** BEGIN **

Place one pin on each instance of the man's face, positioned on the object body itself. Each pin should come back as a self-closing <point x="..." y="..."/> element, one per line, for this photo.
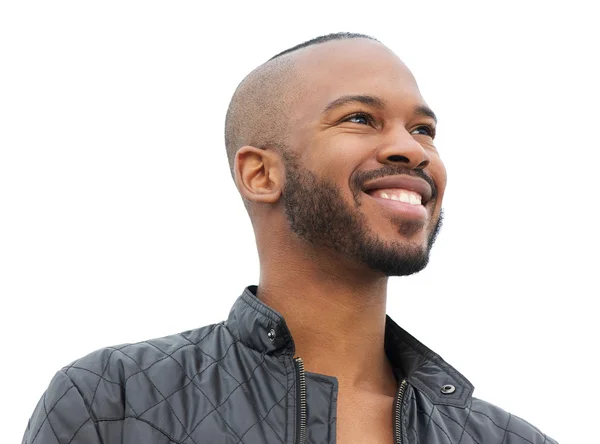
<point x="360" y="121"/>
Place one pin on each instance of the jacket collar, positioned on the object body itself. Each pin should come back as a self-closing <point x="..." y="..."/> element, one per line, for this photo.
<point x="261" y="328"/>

** END **
** BEGIN **

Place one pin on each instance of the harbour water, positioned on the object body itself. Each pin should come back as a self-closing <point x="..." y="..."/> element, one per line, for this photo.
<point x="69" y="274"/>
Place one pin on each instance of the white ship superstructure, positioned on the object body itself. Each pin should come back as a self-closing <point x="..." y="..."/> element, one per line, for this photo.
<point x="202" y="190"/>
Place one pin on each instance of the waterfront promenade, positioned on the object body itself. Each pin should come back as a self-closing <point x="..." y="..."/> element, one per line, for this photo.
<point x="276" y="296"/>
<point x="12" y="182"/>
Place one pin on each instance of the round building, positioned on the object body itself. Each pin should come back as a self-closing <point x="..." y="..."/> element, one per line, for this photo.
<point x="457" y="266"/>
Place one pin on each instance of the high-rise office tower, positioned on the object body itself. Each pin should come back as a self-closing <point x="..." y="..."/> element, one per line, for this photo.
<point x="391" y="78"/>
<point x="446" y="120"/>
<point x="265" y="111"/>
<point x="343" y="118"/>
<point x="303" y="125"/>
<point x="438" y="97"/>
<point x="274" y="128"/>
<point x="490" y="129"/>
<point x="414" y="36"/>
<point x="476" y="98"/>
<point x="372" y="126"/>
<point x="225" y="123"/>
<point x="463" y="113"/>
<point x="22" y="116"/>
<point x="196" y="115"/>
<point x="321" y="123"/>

** END **
** BEGIN **

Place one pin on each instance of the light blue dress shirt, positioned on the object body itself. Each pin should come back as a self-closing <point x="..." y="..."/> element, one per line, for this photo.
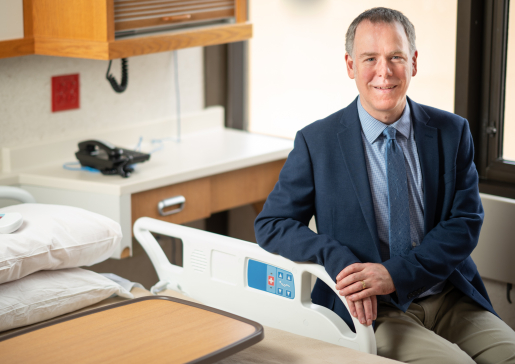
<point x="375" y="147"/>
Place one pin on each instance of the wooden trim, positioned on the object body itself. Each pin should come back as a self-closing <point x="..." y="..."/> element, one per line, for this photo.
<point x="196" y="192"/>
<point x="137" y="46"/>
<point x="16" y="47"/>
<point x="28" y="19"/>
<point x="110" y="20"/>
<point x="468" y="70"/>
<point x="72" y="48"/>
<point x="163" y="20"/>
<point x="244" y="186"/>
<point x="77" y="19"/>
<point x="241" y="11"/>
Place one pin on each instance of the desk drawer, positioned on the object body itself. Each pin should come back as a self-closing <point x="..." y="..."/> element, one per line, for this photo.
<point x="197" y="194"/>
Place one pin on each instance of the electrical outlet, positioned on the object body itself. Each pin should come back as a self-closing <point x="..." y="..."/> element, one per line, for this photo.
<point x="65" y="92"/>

** END **

Job: Pick out each line of the listing above that contains the word "round" and copy those lines out in full. Treat capital and lowercase letters as different.

Full output:
Place one pin on each instance of the round building, positioned on the object body itself. Each pin should come back as a self-closing <point x="..." y="..."/> element, one per line, for this photo.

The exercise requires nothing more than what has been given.